* _DIRECTIVE_
Reproduce only the lines from the line containing "Can you see the turnout jacket?" to the end of the entries below, including both of those lines.

* _SOURCE RECORDS_
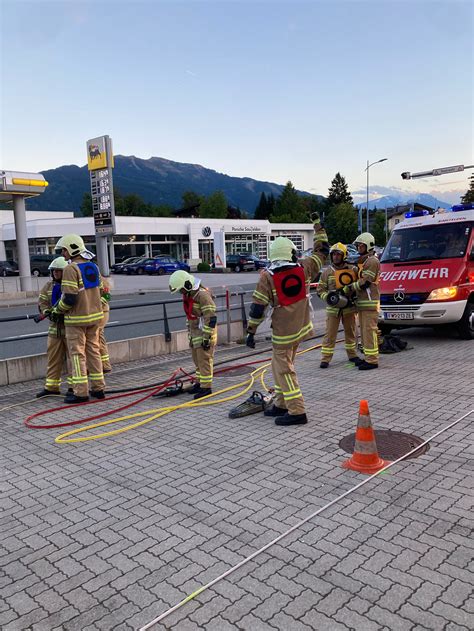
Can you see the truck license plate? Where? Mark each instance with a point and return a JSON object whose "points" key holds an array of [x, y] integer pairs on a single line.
{"points": [[398, 316]]}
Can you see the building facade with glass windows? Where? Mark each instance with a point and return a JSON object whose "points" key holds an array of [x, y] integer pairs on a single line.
{"points": [[185, 239]]}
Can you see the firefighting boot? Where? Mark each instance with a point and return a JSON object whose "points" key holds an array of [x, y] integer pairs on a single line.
{"points": [[275, 411], [194, 389], [46, 393], [291, 419], [366, 366], [202, 393], [72, 398]]}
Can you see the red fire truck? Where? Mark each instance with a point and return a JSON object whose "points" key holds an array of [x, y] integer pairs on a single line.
{"points": [[427, 271]]}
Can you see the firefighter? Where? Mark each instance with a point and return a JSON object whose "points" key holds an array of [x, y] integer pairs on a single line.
{"points": [[57, 347], [367, 299], [104, 351], [284, 285], [330, 286], [200, 310], [81, 306]]}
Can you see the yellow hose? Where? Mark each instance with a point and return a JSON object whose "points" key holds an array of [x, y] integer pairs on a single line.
{"points": [[159, 412]]}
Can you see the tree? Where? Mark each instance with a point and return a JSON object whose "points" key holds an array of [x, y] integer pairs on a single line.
{"points": [[289, 207], [214, 206], [468, 198], [338, 192], [341, 223], [262, 211], [378, 228]]}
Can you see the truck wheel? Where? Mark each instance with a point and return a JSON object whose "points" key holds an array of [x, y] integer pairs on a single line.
{"points": [[385, 329], [466, 323]]}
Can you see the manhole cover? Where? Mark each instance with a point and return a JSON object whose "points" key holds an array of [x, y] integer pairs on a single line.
{"points": [[390, 445]]}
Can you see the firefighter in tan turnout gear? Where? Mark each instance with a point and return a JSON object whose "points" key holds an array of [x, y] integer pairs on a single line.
{"points": [[284, 286], [367, 299], [57, 347], [200, 310], [80, 305], [330, 287]]}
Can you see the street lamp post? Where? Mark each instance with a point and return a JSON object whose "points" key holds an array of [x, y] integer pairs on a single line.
{"points": [[367, 170]]}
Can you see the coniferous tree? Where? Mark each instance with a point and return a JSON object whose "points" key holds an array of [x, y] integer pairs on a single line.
{"points": [[338, 192], [261, 212], [468, 198]]}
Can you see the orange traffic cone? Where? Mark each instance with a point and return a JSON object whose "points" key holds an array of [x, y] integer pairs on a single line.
{"points": [[365, 458]]}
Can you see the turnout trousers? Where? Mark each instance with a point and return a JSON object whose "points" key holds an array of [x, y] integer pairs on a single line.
{"points": [[104, 351], [369, 335], [57, 359], [329, 339], [204, 362], [287, 389], [84, 353]]}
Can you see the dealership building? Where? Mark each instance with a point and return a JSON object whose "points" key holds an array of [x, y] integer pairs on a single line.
{"points": [[181, 238]]}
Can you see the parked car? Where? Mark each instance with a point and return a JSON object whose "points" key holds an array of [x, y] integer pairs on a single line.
{"points": [[259, 263], [164, 265], [9, 268], [239, 262], [39, 264], [136, 267], [117, 268]]}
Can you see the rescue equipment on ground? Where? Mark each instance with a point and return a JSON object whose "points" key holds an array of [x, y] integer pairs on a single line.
{"points": [[365, 458], [257, 402], [290, 284]]}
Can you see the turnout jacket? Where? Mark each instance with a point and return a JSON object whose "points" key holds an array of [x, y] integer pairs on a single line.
{"points": [[369, 269], [327, 283], [202, 320], [80, 306], [292, 323], [45, 303]]}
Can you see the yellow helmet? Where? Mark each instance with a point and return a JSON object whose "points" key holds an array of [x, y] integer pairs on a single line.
{"points": [[58, 263], [181, 280], [367, 239], [73, 243], [339, 247], [282, 249]]}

* _WORKED ANSWER_
Can you see the turnout jacket? Where? Mark each instance with a point and return a JSON object whose "points" key holds an array of [x, y] integer pairs on a single line.
{"points": [[369, 269], [327, 283], [202, 320], [80, 306], [292, 323], [45, 303]]}
Can you see the yellow helmet? Where? Mark each instance with a point and return a JSON object whose "points" key holds an array of [x, y] integer pairs on a single line.
{"points": [[58, 263], [181, 280], [367, 239], [73, 243], [339, 247], [282, 249]]}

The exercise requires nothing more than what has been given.